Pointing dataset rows
· · · · · · ·

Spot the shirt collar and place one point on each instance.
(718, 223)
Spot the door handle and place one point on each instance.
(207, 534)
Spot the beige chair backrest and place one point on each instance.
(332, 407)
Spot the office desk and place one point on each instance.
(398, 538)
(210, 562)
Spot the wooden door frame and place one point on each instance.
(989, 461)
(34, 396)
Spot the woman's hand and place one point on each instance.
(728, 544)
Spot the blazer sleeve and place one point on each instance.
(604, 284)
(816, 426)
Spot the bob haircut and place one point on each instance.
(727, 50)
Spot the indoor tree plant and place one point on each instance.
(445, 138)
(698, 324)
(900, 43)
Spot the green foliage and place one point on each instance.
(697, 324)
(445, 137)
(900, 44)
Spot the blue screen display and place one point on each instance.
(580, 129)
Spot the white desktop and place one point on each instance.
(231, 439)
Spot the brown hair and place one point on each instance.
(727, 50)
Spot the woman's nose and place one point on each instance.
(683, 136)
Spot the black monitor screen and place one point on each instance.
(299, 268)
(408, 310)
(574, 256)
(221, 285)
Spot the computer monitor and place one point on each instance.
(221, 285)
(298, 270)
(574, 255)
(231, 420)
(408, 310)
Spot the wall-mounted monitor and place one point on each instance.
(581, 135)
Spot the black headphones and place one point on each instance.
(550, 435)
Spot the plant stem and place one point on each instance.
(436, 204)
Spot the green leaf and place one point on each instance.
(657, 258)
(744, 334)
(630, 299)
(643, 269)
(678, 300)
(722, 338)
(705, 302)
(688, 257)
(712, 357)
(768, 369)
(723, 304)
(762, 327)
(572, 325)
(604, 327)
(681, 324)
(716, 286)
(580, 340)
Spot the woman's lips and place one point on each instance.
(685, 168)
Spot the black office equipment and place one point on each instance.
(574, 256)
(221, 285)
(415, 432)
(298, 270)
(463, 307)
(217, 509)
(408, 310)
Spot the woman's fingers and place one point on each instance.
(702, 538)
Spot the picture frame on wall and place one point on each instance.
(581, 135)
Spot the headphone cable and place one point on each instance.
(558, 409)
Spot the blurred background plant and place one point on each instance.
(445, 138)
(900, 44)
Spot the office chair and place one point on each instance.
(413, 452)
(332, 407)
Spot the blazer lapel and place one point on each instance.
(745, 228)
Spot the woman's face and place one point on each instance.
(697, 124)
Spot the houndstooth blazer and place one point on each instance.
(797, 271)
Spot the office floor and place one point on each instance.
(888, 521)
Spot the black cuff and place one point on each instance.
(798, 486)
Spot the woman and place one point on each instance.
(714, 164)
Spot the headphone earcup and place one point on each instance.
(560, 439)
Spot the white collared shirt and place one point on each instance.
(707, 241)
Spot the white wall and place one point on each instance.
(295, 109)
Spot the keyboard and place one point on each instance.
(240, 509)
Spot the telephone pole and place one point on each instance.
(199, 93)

· · · · · · ·

In the stretch from the row containing "Spot the headphone earcup" through the end of the rows, rename "Spot" to "Locate" and leave everything else unchanged.

Locate the headphone earcup and place one point on each instance.
(560, 439)
Locate the white collared shirt and place one point on each instance.
(707, 241)
Locate the white wall and place one point on each instance.
(295, 109)
Locate the keyboard and place one point on each instance.
(240, 509)
Locate the telephone pole and place one point on each instance.
(199, 93)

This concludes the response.